**WRITTEN EXERCISE:** From the data below, return the lines starting with the one that contains "Mark the region of each instance of the floral" and going on through the one that contains "POLYGON ((37 97, 34 64, 0 66, 0 96, 37 97))", both included, reproduced character for character.

------ RECORDS FOR THE TASK

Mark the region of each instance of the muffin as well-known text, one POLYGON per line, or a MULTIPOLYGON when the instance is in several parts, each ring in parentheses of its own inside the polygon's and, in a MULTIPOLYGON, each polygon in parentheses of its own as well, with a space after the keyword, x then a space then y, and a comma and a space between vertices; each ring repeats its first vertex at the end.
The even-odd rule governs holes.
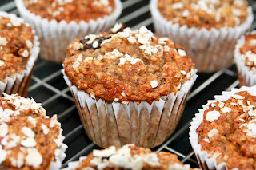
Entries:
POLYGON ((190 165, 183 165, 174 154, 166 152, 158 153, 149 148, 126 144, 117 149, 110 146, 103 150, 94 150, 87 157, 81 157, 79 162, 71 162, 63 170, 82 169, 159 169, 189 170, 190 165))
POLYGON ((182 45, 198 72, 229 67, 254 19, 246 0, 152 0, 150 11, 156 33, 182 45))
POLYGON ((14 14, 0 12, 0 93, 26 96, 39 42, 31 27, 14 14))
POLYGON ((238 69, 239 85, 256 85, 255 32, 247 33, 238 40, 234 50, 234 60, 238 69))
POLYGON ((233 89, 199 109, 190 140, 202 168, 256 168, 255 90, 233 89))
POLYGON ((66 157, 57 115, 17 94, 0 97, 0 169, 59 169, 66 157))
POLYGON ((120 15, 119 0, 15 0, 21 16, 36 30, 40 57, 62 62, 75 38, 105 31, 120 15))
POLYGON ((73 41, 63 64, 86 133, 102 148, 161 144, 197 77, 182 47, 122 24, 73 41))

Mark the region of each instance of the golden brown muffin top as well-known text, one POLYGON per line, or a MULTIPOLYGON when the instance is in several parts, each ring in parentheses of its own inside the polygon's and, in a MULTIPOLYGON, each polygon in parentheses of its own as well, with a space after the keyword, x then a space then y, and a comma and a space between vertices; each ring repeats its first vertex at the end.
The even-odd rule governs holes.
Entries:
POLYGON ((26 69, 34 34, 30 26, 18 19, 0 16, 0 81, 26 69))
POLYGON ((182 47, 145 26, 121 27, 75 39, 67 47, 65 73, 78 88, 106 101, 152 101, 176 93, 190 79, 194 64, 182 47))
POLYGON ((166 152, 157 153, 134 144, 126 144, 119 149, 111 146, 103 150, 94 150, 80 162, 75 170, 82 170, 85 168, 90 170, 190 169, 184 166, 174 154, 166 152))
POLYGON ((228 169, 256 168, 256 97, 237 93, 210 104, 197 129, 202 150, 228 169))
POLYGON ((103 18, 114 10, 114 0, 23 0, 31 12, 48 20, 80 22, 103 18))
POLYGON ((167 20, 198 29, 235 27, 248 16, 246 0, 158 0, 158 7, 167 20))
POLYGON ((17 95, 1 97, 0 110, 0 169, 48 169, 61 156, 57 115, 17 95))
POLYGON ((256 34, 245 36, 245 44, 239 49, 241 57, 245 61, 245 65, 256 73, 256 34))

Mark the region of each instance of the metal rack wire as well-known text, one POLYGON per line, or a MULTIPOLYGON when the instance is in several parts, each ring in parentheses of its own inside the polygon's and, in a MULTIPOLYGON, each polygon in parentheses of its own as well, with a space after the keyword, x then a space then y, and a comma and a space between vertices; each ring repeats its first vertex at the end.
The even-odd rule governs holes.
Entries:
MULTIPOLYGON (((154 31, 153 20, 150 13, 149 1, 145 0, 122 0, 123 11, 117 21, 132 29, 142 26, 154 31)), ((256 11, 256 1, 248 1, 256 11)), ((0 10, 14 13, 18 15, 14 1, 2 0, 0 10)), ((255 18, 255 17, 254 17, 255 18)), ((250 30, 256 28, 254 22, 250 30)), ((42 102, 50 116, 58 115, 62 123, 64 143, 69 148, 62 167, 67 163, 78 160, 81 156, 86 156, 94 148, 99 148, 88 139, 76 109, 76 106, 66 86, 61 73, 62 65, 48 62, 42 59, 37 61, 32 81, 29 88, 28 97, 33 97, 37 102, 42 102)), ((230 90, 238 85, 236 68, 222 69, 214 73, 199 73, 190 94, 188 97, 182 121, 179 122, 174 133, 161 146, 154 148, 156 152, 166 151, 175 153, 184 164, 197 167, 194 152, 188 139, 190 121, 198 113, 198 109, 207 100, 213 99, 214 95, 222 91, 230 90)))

------------
------ RECORDS FOR THE TASK

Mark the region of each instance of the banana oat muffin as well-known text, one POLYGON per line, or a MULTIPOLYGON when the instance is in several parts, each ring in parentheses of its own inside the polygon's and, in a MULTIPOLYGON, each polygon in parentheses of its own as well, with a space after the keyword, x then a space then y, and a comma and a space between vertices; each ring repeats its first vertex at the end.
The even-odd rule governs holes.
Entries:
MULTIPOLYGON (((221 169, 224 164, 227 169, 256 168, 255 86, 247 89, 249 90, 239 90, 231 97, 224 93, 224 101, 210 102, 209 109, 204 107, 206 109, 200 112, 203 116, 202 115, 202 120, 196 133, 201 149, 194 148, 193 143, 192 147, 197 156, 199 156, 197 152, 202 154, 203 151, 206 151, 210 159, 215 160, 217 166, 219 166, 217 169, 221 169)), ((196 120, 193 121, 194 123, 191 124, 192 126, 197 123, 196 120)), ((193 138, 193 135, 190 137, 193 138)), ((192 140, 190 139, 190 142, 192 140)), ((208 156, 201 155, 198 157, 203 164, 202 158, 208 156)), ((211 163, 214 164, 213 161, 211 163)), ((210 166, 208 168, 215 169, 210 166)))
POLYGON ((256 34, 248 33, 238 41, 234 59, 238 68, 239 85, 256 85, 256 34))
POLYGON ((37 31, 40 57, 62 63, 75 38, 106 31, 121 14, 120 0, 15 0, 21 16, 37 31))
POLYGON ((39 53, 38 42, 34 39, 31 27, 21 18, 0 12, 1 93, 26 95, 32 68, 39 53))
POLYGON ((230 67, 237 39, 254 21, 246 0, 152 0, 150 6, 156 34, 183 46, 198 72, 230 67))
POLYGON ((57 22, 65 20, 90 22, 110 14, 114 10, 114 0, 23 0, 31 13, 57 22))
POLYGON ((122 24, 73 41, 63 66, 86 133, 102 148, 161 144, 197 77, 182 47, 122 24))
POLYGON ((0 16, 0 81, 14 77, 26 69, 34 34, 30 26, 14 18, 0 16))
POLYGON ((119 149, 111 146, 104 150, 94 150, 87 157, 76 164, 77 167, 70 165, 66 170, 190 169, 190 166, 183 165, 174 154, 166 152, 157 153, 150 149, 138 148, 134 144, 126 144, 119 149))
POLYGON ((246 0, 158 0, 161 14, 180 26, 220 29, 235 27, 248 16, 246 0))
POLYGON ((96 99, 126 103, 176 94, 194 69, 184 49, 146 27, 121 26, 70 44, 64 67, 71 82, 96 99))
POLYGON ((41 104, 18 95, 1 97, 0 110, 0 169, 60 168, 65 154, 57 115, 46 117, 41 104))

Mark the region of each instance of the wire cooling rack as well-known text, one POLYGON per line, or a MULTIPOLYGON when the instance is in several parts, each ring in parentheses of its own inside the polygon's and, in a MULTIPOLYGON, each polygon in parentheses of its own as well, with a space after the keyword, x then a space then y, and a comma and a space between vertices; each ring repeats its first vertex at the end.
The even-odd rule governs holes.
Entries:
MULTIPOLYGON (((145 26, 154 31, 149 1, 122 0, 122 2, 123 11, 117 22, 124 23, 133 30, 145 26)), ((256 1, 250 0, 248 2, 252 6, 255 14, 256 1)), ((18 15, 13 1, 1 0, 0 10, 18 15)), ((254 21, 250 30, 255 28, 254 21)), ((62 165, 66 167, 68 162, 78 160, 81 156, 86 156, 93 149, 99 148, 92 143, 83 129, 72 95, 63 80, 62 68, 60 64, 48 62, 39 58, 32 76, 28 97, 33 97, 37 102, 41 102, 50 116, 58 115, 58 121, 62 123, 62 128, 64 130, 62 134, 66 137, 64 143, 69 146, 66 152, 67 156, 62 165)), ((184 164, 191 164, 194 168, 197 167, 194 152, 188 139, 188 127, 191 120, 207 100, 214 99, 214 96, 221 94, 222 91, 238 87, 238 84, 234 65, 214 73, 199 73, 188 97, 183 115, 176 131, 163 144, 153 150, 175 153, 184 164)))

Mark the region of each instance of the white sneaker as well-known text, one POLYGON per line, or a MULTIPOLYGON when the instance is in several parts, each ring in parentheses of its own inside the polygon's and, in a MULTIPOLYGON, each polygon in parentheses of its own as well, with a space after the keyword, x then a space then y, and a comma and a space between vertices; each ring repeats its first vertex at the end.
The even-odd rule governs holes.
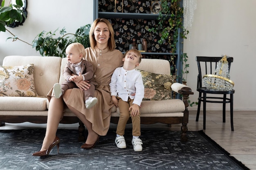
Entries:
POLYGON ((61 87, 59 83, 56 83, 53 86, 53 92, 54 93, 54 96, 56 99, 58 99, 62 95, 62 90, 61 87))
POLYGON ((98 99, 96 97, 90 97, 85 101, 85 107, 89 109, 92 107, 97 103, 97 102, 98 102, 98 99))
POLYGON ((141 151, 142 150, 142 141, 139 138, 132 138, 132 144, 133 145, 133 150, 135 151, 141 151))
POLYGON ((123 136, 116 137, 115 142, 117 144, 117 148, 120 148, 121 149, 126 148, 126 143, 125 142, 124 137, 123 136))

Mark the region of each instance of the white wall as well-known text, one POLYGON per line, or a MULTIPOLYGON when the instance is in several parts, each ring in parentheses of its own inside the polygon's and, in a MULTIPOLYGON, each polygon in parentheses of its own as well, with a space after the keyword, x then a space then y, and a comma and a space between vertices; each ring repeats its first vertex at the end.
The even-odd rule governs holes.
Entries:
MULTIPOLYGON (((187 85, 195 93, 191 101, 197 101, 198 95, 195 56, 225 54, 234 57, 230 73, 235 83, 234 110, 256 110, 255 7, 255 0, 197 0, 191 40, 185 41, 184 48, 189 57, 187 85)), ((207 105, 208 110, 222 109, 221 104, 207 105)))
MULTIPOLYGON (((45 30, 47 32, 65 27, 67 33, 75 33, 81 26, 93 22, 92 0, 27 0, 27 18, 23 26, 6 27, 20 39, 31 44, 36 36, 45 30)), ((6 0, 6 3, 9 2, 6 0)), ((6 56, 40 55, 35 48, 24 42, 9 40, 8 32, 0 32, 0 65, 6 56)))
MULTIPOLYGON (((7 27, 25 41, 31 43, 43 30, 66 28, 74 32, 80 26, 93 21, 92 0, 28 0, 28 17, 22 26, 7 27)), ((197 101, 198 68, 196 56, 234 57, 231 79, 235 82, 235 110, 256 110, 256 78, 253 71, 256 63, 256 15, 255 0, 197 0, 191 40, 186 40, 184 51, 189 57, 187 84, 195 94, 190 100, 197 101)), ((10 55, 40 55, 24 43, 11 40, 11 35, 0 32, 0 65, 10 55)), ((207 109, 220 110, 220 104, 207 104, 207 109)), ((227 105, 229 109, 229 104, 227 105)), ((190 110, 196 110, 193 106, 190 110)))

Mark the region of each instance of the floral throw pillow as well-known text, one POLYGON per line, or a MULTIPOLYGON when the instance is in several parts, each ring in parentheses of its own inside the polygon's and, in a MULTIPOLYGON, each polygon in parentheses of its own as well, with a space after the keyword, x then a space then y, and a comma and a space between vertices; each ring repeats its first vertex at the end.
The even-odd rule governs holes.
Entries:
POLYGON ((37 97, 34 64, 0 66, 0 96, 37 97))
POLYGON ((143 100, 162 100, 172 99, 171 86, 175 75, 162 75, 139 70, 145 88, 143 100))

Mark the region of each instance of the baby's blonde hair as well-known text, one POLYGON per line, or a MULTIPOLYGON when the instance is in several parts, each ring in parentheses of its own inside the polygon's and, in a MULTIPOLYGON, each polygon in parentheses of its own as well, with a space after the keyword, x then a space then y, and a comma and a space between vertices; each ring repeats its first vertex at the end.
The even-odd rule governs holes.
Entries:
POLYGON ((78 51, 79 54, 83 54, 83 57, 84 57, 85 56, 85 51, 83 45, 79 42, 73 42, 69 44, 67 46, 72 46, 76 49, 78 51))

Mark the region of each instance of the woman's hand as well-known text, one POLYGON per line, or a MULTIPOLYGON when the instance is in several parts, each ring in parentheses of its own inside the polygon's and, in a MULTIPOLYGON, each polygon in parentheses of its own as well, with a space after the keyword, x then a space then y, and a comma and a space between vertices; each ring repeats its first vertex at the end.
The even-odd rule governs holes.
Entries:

------------

**RESULT OF THE EXERCISE:**
Mark the region of each instance of the floral throw pillow as well-known text, one POLYGON per line, or a MULTIPOLYGON when the instance is in several parts, each ring in parentheses of its own inside the polygon's and, in a MULTIPOLYGON, each polygon in parentheses of its own as well, with a space after the keyword, x then a space then y, and a comma and a space between vertices; each ring repeats its first vertex at the end.
The even-odd rule governs holes.
Entries:
POLYGON ((37 97, 34 64, 0 66, 0 96, 37 97))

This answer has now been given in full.